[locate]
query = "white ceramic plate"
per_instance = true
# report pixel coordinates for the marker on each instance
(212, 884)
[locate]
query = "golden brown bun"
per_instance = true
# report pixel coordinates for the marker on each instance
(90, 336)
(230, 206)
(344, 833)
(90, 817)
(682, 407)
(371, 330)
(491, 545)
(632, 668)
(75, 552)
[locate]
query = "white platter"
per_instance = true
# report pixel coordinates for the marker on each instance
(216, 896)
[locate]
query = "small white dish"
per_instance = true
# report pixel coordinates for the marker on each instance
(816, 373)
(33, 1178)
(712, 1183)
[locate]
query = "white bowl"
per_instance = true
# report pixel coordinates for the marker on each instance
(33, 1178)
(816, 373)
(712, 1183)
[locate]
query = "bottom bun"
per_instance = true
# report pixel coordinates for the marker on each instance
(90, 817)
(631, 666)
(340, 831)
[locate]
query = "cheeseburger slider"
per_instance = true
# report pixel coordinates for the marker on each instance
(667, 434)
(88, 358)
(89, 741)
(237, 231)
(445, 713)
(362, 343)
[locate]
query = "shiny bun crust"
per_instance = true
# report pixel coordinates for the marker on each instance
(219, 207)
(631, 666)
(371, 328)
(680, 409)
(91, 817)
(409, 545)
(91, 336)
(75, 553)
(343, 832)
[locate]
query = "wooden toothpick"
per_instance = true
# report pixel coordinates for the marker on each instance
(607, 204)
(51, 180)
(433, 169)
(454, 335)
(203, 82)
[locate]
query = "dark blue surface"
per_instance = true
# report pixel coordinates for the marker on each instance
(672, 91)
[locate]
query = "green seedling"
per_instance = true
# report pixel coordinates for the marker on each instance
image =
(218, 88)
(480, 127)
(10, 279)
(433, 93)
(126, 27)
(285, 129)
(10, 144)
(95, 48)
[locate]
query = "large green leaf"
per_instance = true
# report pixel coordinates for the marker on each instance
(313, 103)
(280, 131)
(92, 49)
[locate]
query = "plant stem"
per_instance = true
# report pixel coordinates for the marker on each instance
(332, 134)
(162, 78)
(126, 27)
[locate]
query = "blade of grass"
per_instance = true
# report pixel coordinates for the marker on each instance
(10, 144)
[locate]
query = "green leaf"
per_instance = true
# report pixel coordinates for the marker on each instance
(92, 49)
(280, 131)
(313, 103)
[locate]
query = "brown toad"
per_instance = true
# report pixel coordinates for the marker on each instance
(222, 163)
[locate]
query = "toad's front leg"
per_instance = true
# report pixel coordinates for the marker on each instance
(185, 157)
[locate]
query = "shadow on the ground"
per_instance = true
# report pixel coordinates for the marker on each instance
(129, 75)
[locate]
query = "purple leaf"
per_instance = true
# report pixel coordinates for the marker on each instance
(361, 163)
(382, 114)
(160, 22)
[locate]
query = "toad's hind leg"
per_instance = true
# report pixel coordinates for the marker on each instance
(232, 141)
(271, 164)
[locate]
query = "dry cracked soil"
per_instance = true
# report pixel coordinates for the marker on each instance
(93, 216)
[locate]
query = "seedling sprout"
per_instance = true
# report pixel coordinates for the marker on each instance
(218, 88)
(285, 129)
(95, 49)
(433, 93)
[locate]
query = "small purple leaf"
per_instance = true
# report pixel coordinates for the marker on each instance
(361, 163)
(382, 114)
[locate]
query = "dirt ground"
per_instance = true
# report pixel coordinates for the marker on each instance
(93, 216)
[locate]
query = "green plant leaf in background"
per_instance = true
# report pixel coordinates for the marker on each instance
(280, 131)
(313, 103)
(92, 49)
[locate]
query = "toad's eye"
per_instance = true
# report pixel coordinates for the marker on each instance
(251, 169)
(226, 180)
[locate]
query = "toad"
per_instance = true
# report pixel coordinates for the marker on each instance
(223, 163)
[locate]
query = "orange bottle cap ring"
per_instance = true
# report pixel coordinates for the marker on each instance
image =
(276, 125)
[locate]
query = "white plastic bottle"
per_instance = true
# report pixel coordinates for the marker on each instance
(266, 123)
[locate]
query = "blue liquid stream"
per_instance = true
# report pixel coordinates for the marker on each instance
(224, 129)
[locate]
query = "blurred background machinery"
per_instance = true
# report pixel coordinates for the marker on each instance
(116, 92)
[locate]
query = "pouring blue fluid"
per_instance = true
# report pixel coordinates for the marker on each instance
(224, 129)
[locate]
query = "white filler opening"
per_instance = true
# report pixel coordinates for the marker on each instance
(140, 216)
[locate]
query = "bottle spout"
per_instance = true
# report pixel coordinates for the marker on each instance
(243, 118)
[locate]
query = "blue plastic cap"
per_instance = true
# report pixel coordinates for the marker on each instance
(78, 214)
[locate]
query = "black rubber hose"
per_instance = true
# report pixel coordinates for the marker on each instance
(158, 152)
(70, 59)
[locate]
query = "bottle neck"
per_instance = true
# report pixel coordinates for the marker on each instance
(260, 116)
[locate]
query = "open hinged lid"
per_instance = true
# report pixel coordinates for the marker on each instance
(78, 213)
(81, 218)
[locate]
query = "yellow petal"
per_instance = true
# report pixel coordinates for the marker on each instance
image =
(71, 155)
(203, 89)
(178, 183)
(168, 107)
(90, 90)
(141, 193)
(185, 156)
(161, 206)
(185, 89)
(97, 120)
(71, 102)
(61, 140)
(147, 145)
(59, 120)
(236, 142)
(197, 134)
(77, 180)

━━━━━━━━━━

▶ _WHAT IS REQUIRED_:
Every entry in the listing must be retyped exactly.

▶ _TASK RESPONSE_:
[locate]
query = "white ceramic plate"
per_instance = true
# report pixel coordinates for the marker on each instance
(212, 884)
[locate]
query = "golden brown bun"
per_instance = true
# report pixel coordinates for the marker on each instance
(90, 336)
(230, 206)
(344, 833)
(90, 817)
(682, 407)
(371, 330)
(491, 545)
(632, 668)
(75, 552)
[locate]
query = "white platter"
per_instance = true
# report pixel coordinates for the marker on each instance
(216, 896)
[locate]
query = "small white dish"
per_instance = true
# report pixel coordinates for the marker on each instance
(816, 373)
(33, 1178)
(712, 1183)
[locate]
query = "white bowl"
per_instance = true
# report pixel coordinates for the marker on each instance
(33, 1178)
(816, 373)
(712, 1183)
[locate]
query = "bottom bun"
per_instance = true
# report pixel coordinates for the marker on each instance
(90, 817)
(631, 666)
(340, 831)
[locate]
query = "cheeseburger slider"
per_instance = true
# report pixel coordinates for the marker on each instance
(667, 434)
(88, 358)
(89, 741)
(237, 231)
(445, 713)
(362, 343)
[locate]
query = "shiny bun crust"
per_instance = true
# report pixel coordinates for the marker on each instance
(219, 207)
(631, 666)
(371, 328)
(680, 409)
(91, 817)
(409, 545)
(91, 336)
(75, 553)
(343, 832)
[locate]
query = "wooden toothpick"
per_instance = true
# report pixel coordinates for the marker on each instance
(607, 204)
(51, 180)
(433, 169)
(454, 335)
(203, 82)
[locate]
query = "dark blue surface"
per_instance = true
# report pixel coordinates for the marker on each instance
(672, 91)
[locate]
query = "green seedling"
per_instance = true
# report pixel coordinates for the marker on each instance
image =
(218, 88)
(480, 127)
(10, 279)
(433, 93)
(126, 27)
(285, 129)
(10, 144)
(95, 48)
[locate]
query = "large green leaf"
per_instance = true
# report pixel coordinates for the marker on each instance
(313, 103)
(280, 131)
(92, 49)
[locate]
query = "plant stem"
per_instance = true
# report pixel coordinates for the marker on each instance
(332, 134)
(162, 78)
(126, 27)
[locate]
query = "blade of grass"
per_instance = true
# report pixel coordinates for the marker on each instance
(10, 144)
[locate]
query = "green leaf"
per_instance = true
# report pixel coordinates for the marker on each instance
(92, 49)
(280, 131)
(313, 103)
[locate]
query = "brown toad"
per_instance = true
# report pixel coordinates for the marker on each instance
(222, 163)
[locate]
query = "toad's front leg"
per_instance = true
# report pixel coordinates for the marker on each instance
(185, 157)
[locate]
query = "shadow on the ground"
per_instance = true
# report pixel coordinates for the marker on each instance
(129, 75)
[locate]
query = "purple leaf"
per_instance = true
# report pixel coordinates for the marker on each instance
(361, 163)
(382, 114)
(160, 22)
[locate]
query = "toad's hind leg"
per_instance = true
# report pixel coordinates for the marker on each instance
(232, 141)
(271, 164)
[locate]
query = "dry cracked soil"
per_instance = true
# report pixel coordinates for the marker on each instance
(93, 216)
[locate]
query = "seedling sprout"
per_instance = true
# report pixel coordinates for the marker on each instance
(218, 88)
(285, 129)
(95, 49)
(433, 93)
[locate]
query = "small purple leaf"
per_instance = true
# report pixel coordinates for the marker on each instance
(361, 163)
(382, 114)
[locate]
query = "dirt ground"
per_instance = true
# report pixel coordinates for the marker on each instance
(93, 216)
[locate]
query = "green plant leaf in background"
per_instance = true
# report pixel coordinates for the marker on each instance
(280, 131)
(313, 103)
(92, 49)
[locate]
query = "toad's eye"
per_instance = true
# report pixel coordinates for the marker on each instance
(251, 169)
(226, 180)
[locate]
query = "toad"
per_instance = true
# report pixel coordinates for the marker on each instance
(223, 163)
[locate]
query = "orange bottle cap ring"
per_instance = true
# report pixel coordinates for the marker on each instance
image =
(276, 125)
[locate]
query = "white plastic bottle"
per_instance = true
# report pixel coordinates for the marker on each instance
(266, 123)
[locate]
query = "blue liquid stream"
per_instance = true
# report pixel coordinates for the marker on each instance
(224, 129)
[locate]
query = "blurred background machinery"
per_instance = true
# report pixel coordinates for the marker on each instance
(116, 92)
[locate]
query = "pouring blue fluid"
per_instance = true
# report pixel coordinates for the marker on each instance
(224, 129)
[locate]
query = "white filler opening"
per_instance = true
# report pixel coordinates for the marker on each instance
(140, 216)
[locate]
query = "bottle spout"
per_instance = true
# report pixel coordinates for the marker on each instance
(243, 118)
[locate]
query = "blue plastic cap"
per_instance = true
# report pixel coordinates for the marker on each instance
(78, 214)
[locate]
query = "black rubber hose"
per_instance = true
# report pixel coordinates for the marker on each instance
(158, 152)
(70, 59)
[locate]
query = "bottle neck"
per_instance = true
# report pixel coordinates for the marker on each instance
(260, 116)
[locate]
query = "open hinged lid"
per_instance = true
# report pixel coordinates for the marker on each instance
(78, 213)
(81, 218)
[locate]
query = "yellow petal"
per_instance = true
# report pixel coordinates for the marker on each instance
image =
(71, 155)
(203, 89)
(178, 183)
(168, 107)
(90, 90)
(141, 193)
(185, 156)
(161, 206)
(185, 89)
(97, 120)
(71, 102)
(61, 140)
(147, 145)
(59, 120)
(236, 142)
(197, 134)
(77, 180)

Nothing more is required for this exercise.